- PROVIDED DATA
******

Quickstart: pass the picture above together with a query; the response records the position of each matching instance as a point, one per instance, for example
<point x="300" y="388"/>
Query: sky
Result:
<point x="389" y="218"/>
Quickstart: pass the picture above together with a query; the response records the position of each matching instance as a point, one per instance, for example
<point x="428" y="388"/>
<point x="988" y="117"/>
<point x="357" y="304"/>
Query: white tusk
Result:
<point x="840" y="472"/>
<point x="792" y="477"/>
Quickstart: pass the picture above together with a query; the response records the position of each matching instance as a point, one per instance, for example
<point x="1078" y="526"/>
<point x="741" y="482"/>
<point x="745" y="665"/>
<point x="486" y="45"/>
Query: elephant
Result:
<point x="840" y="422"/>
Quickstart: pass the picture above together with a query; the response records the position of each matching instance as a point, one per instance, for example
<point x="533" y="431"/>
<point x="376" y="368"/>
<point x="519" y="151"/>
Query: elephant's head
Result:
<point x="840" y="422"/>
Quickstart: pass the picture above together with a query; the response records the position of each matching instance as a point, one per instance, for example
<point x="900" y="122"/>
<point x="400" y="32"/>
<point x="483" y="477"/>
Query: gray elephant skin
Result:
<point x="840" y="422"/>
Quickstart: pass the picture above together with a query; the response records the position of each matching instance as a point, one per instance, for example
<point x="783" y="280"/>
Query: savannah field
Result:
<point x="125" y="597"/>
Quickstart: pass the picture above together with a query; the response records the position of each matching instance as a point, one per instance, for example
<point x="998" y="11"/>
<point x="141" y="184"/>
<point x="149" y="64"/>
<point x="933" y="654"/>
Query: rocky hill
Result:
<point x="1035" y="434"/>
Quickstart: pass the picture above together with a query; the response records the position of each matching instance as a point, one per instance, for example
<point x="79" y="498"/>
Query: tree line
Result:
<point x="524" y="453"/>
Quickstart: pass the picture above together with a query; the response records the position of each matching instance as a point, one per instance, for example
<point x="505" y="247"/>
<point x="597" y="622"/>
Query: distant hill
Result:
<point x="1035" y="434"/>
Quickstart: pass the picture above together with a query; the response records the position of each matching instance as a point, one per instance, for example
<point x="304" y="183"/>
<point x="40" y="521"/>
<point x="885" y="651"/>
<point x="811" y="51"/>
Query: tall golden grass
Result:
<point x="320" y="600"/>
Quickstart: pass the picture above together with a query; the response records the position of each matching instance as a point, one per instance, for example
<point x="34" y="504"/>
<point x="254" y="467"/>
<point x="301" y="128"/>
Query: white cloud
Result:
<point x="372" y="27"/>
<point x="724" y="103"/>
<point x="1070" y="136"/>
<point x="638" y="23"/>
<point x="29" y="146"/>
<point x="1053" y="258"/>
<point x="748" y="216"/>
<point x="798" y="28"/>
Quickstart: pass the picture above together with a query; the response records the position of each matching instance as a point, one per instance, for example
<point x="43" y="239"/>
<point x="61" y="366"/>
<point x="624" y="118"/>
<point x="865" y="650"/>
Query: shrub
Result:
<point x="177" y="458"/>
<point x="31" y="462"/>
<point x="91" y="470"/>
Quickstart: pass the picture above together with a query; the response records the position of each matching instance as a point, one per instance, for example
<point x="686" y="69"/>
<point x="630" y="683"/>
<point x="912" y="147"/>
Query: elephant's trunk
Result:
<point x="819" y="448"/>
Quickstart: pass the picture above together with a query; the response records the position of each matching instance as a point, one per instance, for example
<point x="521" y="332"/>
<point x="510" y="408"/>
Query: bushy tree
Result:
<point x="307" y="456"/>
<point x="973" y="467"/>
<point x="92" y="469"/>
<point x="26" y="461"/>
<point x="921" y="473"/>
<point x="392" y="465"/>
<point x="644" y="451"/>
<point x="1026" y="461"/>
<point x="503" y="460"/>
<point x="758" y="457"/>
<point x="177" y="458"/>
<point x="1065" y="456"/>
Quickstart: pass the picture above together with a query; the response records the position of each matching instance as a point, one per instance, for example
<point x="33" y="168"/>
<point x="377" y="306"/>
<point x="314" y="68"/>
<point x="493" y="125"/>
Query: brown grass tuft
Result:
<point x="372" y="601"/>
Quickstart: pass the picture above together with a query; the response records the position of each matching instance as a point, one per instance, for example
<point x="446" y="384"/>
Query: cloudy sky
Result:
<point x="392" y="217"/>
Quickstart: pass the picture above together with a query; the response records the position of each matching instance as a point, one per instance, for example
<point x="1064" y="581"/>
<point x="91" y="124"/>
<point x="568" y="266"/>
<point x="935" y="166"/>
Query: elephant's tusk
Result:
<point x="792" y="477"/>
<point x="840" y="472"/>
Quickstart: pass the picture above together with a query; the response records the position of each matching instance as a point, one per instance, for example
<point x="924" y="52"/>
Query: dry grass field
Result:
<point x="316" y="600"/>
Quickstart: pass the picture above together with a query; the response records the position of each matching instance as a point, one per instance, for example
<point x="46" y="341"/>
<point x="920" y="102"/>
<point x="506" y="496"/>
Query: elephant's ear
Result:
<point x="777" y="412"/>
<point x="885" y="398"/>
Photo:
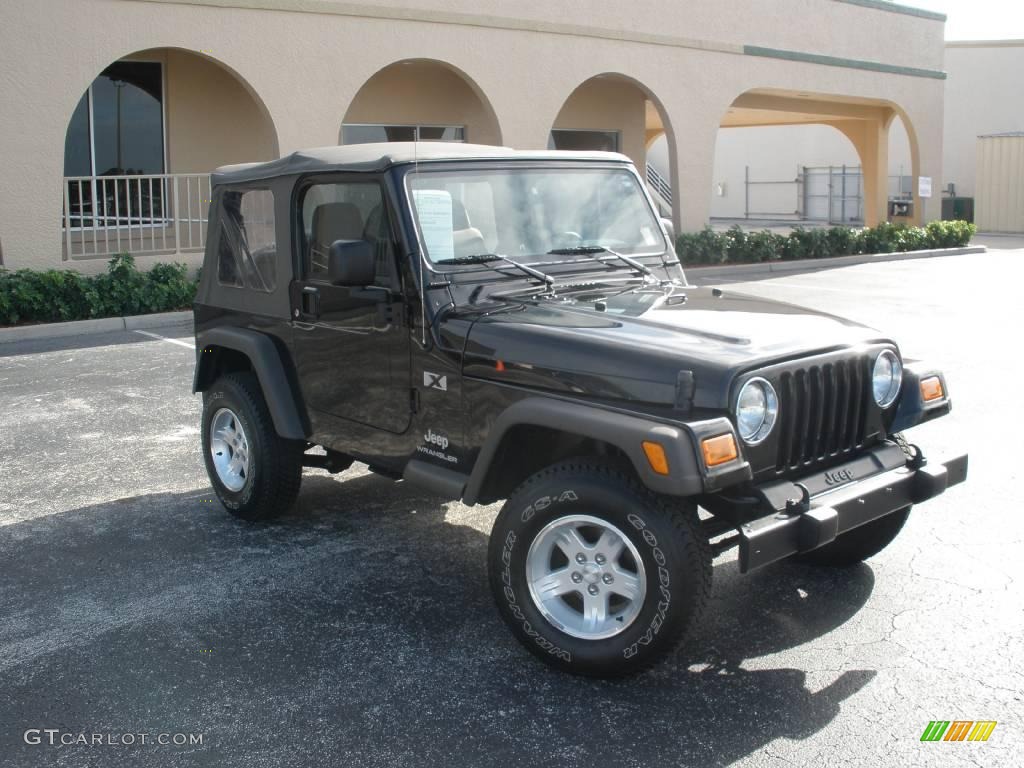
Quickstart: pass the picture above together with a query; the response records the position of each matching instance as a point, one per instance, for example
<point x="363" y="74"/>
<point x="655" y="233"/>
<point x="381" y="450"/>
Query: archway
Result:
<point x="791" y="156"/>
<point x="614" y="112"/>
<point x="139" y="147"/>
<point x="420" y="99"/>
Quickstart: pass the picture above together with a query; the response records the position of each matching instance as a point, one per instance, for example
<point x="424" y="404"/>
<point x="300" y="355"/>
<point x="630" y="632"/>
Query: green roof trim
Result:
<point x="850" y="64"/>
<point x="896" y="8"/>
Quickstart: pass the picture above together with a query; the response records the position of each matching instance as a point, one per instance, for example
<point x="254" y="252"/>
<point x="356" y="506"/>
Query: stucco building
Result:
<point x="115" y="111"/>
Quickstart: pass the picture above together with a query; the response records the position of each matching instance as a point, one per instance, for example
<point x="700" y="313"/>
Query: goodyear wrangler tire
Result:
<point x="255" y="473"/>
<point x="594" y="574"/>
<point x="857" y="545"/>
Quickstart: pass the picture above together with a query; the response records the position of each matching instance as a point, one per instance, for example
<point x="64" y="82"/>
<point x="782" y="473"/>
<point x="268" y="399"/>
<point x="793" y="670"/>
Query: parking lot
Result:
<point x="359" y="631"/>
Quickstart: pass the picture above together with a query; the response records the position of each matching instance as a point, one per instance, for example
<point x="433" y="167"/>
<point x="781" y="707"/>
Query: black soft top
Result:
<point x="382" y="156"/>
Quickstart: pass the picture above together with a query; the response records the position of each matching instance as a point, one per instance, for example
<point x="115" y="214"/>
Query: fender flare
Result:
<point x="687" y="475"/>
<point x="911" y="409"/>
<point x="281" y="397"/>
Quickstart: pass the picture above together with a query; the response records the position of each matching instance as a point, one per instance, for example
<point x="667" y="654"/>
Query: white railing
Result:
<point x="660" y="184"/>
<point x="162" y="214"/>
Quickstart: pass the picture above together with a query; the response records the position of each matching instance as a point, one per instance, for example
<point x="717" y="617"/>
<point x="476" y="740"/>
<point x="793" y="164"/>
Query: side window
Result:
<point x="247" y="248"/>
<point x="349" y="210"/>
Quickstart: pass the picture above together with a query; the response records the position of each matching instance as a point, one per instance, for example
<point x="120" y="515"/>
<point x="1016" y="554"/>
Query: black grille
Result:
<point x="823" y="412"/>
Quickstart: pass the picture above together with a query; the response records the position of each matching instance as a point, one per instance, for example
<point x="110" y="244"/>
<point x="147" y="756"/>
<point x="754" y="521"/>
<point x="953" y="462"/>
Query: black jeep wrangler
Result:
<point x="491" y="324"/>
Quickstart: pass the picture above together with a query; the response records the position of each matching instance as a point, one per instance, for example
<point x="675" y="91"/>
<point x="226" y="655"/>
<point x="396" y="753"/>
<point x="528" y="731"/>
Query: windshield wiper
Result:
<point x="642" y="268"/>
<point x="483" y="258"/>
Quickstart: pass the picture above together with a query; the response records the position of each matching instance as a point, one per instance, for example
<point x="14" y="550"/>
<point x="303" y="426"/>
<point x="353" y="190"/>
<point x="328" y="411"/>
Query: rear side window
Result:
<point x="350" y="210"/>
<point x="247" y="249"/>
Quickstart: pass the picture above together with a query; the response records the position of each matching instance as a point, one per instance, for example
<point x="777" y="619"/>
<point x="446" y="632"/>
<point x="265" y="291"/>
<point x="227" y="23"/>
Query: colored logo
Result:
<point x="958" y="730"/>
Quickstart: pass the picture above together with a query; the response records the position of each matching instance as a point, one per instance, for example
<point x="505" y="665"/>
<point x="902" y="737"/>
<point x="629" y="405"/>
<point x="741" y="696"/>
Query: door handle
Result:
<point x="310" y="301"/>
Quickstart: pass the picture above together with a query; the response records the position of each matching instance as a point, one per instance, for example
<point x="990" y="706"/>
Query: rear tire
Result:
<point x="857" y="545"/>
<point x="595" y="574"/>
<point x="254" y="472"/>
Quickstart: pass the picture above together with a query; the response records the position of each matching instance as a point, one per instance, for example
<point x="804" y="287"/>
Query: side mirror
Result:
<point x="351" y="262"/>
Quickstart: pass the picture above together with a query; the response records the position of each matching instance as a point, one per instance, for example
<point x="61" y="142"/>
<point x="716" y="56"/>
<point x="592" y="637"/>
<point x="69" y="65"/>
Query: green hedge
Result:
<point x="738" y="247"/>
<point x="54" y="295"/>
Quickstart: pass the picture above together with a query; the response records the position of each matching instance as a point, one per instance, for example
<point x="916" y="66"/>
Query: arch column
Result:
<point x="870" y="138"/>
<point x="692" y="137"/>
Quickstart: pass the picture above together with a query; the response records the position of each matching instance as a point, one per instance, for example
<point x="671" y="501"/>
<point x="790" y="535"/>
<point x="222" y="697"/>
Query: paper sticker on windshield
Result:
<point x="433" y="208"/>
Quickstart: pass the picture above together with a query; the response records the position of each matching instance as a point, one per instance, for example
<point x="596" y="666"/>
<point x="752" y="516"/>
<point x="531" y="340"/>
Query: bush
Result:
<point x="28" y="296"/>
<point x="738" y="247"/>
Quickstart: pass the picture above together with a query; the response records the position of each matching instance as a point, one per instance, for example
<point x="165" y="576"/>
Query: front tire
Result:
<point x="254" y="472"/>
<point x="857" y="545"/>
<point x="593" y="573"/>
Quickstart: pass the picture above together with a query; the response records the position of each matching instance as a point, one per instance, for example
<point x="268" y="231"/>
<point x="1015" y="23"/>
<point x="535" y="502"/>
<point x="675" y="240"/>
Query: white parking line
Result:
<point x="802" y="287"/>
<point x="180" y="343"/>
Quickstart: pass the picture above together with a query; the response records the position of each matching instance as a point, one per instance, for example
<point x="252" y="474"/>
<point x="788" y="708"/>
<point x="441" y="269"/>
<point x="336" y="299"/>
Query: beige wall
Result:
<point x="984" y="94"/>
<point x="775" y="154"/>
<point x="999" y="183"/>
<point x="608" y="104"/>
<point x="307" y="67"/>
<point x="414" y="92"/>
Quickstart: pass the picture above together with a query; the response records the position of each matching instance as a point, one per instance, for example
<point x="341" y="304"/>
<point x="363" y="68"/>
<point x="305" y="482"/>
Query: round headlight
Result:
<point x="887" y="378"/>
<point x="757" y="410"/>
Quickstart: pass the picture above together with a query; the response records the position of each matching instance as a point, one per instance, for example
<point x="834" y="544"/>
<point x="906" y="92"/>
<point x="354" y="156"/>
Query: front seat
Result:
<point x="467" y="239"/>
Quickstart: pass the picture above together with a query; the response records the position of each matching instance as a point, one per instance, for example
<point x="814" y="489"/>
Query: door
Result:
<point x="351" y="344"/>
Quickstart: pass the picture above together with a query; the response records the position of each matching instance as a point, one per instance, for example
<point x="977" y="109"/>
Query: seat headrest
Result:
<point x="336" y="221"/>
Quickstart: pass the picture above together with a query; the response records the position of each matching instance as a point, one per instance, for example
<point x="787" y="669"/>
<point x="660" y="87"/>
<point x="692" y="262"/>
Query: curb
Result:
<point x="780" y="267"/>
<point x="100" y="326"/>
<point x="165" y="320"/>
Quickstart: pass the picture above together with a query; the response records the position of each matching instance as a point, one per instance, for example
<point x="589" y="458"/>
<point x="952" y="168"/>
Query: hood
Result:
<point x="632" y="343"/>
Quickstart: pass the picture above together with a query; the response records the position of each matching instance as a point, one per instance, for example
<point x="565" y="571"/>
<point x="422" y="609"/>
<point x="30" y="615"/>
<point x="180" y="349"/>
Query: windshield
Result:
<point x="529" y="212"/>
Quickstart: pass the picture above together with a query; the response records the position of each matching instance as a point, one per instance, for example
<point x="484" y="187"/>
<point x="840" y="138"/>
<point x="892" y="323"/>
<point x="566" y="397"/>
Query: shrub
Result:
<point x="738" y="247"/>
<point x="28" y="296"/>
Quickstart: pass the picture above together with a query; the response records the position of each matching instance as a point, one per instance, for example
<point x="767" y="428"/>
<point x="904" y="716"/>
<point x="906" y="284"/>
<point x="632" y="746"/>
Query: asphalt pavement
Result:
<point x="358" y="630"/>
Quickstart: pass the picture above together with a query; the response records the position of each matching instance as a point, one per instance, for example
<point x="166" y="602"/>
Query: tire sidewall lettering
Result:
<point x="512" y="602"/>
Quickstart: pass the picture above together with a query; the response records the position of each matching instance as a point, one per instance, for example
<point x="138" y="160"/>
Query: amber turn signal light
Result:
<point x="721" y="450"/>
<point x="931" y="389"/>
<point x="655" y="457"/>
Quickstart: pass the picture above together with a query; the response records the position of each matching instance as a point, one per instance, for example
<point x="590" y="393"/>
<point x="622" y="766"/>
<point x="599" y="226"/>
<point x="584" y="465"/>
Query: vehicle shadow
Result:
<point x="358" y="630"/>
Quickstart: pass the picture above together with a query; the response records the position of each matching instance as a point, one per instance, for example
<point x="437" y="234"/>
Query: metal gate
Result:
<point x="834" y="194"/>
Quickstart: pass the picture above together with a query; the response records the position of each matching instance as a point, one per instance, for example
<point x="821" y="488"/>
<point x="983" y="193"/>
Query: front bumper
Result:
<point x="813" y="511"/>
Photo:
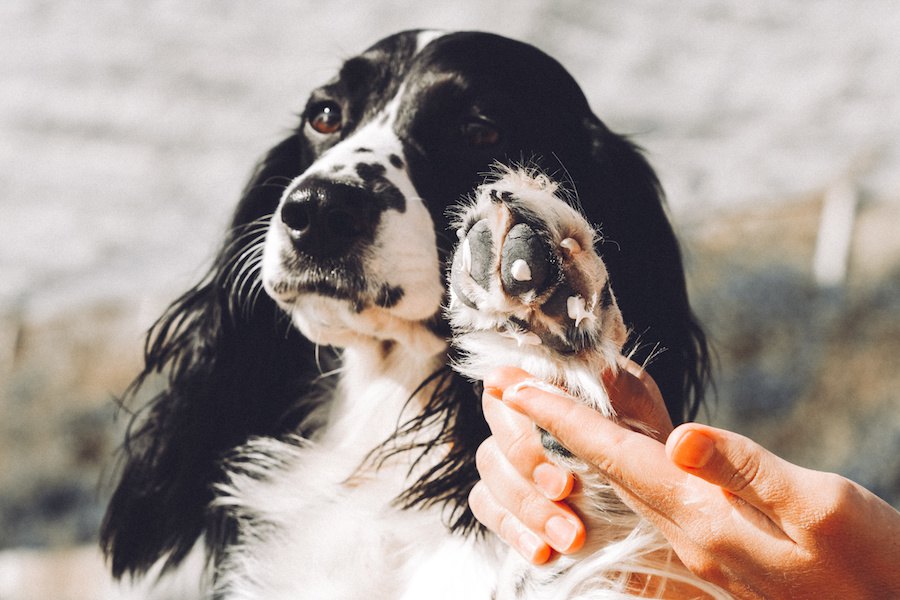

******

- WHAT NEEDS TO BE DONE
Return, from the data, each line that has the word "rear" in it.

- RESPONSE BELOW
Query: rear side window
Query: rear tire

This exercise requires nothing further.